Ответьте кратко на вопросы по исходному фрагменту.
(a) Какой книгой «в каком-то смысле» названа Translit в начале фрагмента?
(b) Что, согласно фрагменту, следует перестать делать, чтобы быть цельным и не терять нить реальности?
(c) Какое слово выдыхается в ответ на вопрос о том, как пишет Клюев?

:: ИСХОДНЫЙ ФРАГМЕНТ ::
____________
Translit в каком-то смысле книга буддистская, религиозная в лучшем понимании этого слова, основанная на вере и негласных законах и правилах жизни, на случайностях и переплетениях нитей реальности, проходящая галопом по канве, изнанке, матрице мира, выцепленное где-то на грани интуиции понимание сущности вещей, их беспрестанное вливание одно в другое, вплоть до размытия этих самых границ отделяющих меня от тебя, потому что взгляд направлен вовнутрь, а не наружу. Всё есть едино, всё есть течение и перетекание, а потому, что уж удивляться, что где-то там есть десятки других я, если я есть они.
Вместе с тем, в романе присутствуют герои и места, незыблемые, основой погрязшие в самом сознании - фиг извлечешь, не перельешь, не сдвинешь с места, они якорем держат сознание и осознание личности в рамках допустимой человечеством нормы, без которых можно навеки потерять себя в этом бесконечном потоке сущностей, перебиться, разлететься и больше не собраться вместе, что кстати, совсем уж не плохо, но человеком ты вряд ли в таком состоянии сможешь существовать, обретя мир, потеряешь форму. Ложь, как элемент давления на реальность в таком обществе обретает огромную силу, рушит границы твоей личности, перебирая тебя, вталкивая куда-то еще, создавая, в том числе чужим обманутым сознанием совершенно параллелельную реальность: других людей, места, передергивая целые города, страны, быть может, земные шары.
А потому, если хотите быть цельным, видеть и не терять нить реальности - просто перестаньте врать. Не держите ничего в себе, для того, чтобы слова работали не обязательно, чтобы они были неправдивы. Больше говорите о любви, привязанности, добросовестности и вдохновении. Меньше едких, саркастичных и грубых слов. Читайте эту книгу, наслаждайтесь.
Когда у меня спрашивают, как пишет Клюев, я выдыхаю заветное "Огоо", потому как бывает как: ничего толком и сказать не можешь, особенно только вырвавшись из контекста, сплошные эмоции, но потом, погодя, начинаешь сравнивать и анализировать речь, приемы, раскладывать по полочкам, складывать целое и дробить на частное, вот здесь вот он вот так вот, а вот здесь оказывается это, а потом - бах, а это больше всего было похоже на повседневный поток информации в глаз, мозг, его последующую фильтрацию, деление на осознанное и отложенное, на применимое и нет, а то что нет - вдруг раз - и применилось. Да не просто так, а стало реальностью. Что характерно, если бы я умела писать, я бы хотела писать так, как Клюев. Первое, что бросается в глаза - абсолютное, призрительное равнодушие к школьным учителям русской литературы, ярым ценителям одной реальности, где СПГС котируется твердой валютой, потому как делить и дробить, перебирать мысли, формы, мыслеформы и формомысли можно бесконечно, и как только ему покажется, что нет - можно добавить еще одну параллельность, размножая геометрической прогрессией количество комбинаций, перебираясь из одной в другую как бы невзначай (а вдруг не заметят).
____________
:: ФРАГМЕНТ ДАННЫХ ::
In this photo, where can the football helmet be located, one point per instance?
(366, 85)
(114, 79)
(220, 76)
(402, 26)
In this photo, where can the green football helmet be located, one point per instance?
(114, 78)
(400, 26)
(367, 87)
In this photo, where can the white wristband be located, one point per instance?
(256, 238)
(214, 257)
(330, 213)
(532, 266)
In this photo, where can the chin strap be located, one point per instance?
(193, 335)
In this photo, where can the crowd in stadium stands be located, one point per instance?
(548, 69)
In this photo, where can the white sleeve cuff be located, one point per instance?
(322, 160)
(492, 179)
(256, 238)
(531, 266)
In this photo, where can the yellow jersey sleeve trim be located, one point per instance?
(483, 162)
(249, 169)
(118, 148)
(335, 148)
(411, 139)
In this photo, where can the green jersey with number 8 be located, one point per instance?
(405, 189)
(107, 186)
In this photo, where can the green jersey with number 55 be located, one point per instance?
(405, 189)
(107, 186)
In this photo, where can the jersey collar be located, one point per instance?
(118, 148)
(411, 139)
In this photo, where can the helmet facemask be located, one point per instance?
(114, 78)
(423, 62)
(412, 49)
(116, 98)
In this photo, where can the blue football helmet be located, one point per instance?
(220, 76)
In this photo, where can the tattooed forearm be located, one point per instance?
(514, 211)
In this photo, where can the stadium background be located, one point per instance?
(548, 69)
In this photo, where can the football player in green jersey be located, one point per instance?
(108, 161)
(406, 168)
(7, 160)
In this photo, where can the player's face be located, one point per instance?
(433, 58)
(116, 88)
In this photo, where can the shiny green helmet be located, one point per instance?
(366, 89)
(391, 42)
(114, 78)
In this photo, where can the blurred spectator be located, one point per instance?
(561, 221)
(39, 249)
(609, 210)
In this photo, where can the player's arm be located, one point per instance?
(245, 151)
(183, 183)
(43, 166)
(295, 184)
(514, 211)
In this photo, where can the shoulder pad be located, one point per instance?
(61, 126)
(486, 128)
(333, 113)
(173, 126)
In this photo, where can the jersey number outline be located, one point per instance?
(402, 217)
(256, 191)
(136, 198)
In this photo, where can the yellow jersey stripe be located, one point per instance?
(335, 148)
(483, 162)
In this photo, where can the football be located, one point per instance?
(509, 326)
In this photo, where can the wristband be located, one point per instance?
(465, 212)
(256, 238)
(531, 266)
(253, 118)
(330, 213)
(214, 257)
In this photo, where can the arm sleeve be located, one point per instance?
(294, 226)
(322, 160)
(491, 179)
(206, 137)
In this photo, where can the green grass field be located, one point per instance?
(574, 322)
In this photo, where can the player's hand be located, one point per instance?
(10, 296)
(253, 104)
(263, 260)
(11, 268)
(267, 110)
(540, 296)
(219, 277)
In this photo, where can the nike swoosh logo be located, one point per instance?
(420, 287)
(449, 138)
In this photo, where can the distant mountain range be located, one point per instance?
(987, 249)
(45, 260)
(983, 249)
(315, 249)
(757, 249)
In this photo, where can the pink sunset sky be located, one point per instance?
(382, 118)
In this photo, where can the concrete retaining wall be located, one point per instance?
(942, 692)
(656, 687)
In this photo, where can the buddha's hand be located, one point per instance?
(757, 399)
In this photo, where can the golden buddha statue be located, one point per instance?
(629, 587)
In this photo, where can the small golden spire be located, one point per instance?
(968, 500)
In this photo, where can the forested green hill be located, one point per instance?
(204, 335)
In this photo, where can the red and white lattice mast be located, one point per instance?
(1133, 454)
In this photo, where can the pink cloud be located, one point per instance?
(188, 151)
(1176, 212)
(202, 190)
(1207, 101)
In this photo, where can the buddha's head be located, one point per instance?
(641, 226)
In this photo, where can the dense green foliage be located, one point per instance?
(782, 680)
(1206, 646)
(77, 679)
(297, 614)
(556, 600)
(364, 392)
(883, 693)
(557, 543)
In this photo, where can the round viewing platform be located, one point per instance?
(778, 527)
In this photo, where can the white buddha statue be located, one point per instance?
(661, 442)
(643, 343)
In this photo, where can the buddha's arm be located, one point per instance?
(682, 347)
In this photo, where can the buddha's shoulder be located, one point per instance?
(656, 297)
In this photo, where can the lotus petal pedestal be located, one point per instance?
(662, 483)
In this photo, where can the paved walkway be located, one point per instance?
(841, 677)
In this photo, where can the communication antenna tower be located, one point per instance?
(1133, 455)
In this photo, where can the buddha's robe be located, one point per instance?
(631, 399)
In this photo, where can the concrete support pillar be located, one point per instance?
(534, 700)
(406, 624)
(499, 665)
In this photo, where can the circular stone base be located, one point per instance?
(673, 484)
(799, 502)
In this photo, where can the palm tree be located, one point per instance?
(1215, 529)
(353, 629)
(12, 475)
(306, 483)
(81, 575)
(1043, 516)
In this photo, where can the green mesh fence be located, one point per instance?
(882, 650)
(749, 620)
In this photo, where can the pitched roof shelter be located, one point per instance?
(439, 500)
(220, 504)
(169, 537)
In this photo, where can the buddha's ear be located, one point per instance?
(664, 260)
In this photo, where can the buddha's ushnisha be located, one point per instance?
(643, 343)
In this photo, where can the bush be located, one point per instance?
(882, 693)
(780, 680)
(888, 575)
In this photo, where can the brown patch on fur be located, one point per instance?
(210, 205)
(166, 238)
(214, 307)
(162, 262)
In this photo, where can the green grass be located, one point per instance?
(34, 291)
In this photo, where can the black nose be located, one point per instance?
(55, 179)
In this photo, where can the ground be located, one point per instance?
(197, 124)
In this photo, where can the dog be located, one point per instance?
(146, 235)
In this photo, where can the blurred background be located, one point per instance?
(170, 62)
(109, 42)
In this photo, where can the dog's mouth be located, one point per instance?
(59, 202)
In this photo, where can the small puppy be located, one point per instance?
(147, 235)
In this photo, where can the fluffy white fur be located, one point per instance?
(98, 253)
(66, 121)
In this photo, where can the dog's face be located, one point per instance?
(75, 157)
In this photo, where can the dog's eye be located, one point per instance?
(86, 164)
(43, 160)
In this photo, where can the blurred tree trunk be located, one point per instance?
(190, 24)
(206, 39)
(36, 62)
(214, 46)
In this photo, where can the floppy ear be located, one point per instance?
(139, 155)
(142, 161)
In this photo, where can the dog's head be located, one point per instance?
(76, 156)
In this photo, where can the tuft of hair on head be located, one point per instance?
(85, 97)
____________
:: ПОЛНЫЙ ОТВЕТ ::
(a) Буддистской.
(b) Врать.
(c) «Огоо».